■ **What this task involves**
In the article on Salvadoran deportees, reproduce word for word the part that opens with the words containing "The convicts had been" and closes with "to reach it.".

■ **Supplied passage**
[start]

Bleeding Heart Alert! Another immigration sob story:

Posted on Thu, Aug. 30, 2007
El Salvador struggles to accommodate deported nationals
BY NANCY SAN MARTIN
http://www.miamiherald.com/news/nation/ ... 19766.html


While Washington grapples with the divisive issue of immigration reform, the Salvadoran government faces its own problems: accommodating those returned home on almost daily deportation flights, and watching out for children trying to start out on the risky journey north.

The 8-year-old boy with close-cropped hair and a missing front tooth stepped off the yellow bus, looking lost and clutching a coloring book against his chest.
A two-hour drive away, at the airport in the capital city of San Salvador, a man with shaggy hair and pursed lips walked off an unmarked white plane with his hands cuffed behind his back. Behind him came another 77 convicts -- most returning to their homeland for the first time in years.

The boy and the convicts had something in common: They were deportees, returned home on separate days last month.

The convicts had been booted out of the United States, and the boy, Marcos Antonio Arévalo, was the youngest of a dozen or so children -- mostly teenagers -- who had failed in their attempts to reach it.

Authorities said Marcos Antonio was caught in Mexico traveling with an unidentified adult who likely was paid to escort him to the U.S. border to join parents already settled somewhere in the United States.

While Washington grapples with the divisive issue of immigration reform, the Salvadoran government faces its own problems: accommodating those returned home on almost daily deportation flights, and watching out for children trying to start out on the risky journey north.

The overall number of deportees returned from the United States to El Salvador -- both convicts and undocumented migrants -- has almost doubled, from 7,239 in 2005 to 14,395 last year. The number includes 711 children during the two-year period.

Most of the children are caught traveling without parents or legal guardians.

Salvadoran law prohibits minors from leaving the country without a passport and notarized consent of their parents. But many are sent to join relatives in the United States with coyotes -- smugglers who escort and help sneak them across the U.S.-Mexico border for fees ranging from $3,500 to $6,500.

''When the children are that young, generally they are traveling with a relative or with a good coyote,'' said Carlos Isaac Escalón Alvarez, immigration chief in La Hachadura, on El Salvador's southwestern border with Guatemala.

Marcos Antonio had been on the road for two days before authorities in Mexico picked him up and made arrangements to return him home, authorities told The Miami Herald. The other children also had been interdicted in Mexico.

[end]

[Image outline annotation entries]

[start]

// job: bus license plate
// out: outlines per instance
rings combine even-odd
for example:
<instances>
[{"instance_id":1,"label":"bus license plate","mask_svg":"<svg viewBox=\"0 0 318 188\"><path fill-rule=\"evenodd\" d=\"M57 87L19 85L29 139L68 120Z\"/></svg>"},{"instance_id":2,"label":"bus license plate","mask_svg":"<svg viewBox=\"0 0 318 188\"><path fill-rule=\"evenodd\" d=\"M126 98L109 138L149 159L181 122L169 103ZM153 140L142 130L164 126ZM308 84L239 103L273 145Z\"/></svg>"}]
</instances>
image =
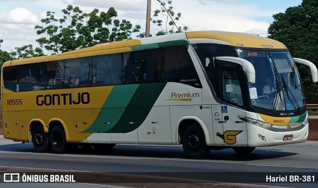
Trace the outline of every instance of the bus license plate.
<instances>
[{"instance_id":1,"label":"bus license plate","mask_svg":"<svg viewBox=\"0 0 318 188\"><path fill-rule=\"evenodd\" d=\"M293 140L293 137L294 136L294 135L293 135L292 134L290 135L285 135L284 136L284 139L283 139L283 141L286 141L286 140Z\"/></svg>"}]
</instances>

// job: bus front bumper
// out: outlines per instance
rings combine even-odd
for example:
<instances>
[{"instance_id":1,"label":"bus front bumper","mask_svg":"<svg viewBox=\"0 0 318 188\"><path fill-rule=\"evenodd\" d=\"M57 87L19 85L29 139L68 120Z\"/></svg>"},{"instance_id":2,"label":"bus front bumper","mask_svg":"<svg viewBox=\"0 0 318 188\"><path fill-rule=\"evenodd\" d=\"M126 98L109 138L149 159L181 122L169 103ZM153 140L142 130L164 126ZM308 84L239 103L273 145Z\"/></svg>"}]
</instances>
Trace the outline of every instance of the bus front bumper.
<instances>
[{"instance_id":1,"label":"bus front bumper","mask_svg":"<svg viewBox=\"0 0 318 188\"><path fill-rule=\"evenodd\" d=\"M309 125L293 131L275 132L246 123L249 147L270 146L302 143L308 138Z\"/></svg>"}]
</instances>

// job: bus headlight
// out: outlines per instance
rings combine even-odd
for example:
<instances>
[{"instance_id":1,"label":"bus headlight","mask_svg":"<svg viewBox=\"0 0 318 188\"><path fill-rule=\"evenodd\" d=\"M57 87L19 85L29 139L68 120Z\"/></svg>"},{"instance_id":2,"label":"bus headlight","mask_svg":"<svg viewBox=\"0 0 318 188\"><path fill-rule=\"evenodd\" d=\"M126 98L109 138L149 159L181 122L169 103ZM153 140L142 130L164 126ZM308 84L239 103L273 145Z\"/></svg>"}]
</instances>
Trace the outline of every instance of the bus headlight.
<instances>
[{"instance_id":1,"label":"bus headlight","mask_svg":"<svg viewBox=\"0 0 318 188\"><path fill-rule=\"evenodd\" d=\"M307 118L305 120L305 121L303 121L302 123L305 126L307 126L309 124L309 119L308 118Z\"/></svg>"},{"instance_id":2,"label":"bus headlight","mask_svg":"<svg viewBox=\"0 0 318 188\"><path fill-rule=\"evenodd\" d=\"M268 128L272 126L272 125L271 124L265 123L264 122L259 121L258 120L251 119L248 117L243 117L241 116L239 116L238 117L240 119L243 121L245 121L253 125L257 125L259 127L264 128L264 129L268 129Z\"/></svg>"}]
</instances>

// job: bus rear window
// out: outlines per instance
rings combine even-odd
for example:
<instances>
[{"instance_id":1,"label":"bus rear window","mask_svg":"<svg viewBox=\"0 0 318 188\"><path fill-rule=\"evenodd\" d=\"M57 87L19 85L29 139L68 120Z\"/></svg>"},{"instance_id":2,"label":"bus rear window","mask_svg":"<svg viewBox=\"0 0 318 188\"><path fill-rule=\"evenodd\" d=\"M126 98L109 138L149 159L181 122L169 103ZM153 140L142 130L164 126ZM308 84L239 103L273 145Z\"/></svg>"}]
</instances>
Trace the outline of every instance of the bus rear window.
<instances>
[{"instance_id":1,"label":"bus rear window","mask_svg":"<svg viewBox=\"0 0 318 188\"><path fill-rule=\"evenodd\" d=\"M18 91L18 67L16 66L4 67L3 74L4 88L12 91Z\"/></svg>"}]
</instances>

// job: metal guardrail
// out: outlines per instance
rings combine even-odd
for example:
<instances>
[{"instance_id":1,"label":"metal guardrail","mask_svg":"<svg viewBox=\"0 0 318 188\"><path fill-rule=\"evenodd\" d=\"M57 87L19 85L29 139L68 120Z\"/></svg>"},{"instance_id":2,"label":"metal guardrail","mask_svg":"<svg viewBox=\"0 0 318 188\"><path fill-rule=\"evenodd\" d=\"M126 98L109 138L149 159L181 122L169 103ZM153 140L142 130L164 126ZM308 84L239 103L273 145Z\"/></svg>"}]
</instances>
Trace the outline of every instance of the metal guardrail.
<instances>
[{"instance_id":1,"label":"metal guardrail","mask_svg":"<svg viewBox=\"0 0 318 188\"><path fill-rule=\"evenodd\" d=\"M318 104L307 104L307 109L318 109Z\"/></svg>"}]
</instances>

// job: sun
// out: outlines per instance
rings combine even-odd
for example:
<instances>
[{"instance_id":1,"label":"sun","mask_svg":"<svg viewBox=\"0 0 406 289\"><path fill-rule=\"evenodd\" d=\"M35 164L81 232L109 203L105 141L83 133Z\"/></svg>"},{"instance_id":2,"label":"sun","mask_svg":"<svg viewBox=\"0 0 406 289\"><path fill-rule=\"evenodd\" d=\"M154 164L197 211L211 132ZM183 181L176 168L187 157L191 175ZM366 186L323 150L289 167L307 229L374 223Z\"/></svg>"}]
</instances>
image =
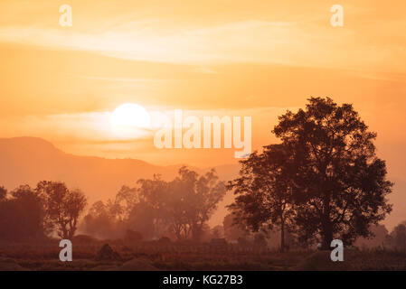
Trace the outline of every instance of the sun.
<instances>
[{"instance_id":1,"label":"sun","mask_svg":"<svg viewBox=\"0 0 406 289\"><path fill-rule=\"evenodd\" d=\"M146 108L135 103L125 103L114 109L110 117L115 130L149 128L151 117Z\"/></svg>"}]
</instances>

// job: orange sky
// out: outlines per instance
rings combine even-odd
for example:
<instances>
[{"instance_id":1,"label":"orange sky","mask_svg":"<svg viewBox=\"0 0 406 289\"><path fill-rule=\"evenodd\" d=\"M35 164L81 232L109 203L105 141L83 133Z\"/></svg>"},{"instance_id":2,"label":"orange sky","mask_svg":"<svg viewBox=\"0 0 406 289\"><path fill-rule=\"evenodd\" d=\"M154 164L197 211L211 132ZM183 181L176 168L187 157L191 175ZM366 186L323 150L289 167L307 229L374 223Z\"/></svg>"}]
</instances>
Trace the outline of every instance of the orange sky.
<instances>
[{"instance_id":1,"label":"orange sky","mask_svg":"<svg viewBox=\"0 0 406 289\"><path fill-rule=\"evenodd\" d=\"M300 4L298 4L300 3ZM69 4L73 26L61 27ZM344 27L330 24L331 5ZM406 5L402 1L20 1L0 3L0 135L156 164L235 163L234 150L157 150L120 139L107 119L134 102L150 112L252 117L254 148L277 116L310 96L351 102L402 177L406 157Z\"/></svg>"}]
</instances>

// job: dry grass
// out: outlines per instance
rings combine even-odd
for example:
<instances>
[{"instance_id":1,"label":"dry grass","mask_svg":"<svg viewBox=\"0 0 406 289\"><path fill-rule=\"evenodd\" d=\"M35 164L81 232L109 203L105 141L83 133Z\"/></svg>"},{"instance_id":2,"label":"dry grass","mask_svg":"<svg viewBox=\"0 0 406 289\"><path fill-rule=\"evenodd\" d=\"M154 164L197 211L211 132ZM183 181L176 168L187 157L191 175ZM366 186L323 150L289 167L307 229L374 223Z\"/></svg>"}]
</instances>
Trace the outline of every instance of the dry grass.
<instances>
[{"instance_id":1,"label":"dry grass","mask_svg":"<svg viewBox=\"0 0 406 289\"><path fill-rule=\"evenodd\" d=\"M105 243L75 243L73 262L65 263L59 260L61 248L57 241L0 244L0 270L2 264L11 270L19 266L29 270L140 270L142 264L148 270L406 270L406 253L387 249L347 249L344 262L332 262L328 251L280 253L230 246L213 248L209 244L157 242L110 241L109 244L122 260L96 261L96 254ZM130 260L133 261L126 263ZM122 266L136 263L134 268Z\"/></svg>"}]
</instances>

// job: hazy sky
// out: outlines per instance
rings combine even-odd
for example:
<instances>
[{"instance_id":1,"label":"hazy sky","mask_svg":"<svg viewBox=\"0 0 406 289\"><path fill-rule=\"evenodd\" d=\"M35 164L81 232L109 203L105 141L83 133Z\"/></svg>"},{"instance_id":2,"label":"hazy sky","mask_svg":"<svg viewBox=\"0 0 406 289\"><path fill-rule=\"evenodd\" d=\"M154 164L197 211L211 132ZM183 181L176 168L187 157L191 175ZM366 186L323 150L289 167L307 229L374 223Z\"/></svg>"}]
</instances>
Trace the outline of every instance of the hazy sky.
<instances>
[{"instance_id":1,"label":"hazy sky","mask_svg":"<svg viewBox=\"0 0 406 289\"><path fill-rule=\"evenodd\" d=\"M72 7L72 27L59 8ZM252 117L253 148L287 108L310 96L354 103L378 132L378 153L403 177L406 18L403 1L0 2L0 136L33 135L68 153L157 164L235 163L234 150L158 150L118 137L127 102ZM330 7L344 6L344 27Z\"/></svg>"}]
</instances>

[end]

■ **Problem solution**
The convicts had been booted out of the United States, and the boy, Marcos Antonio Arévalo, was the youngest of a dozen or so children -- mostly teenagers -- who had failed in their attempts to reach it.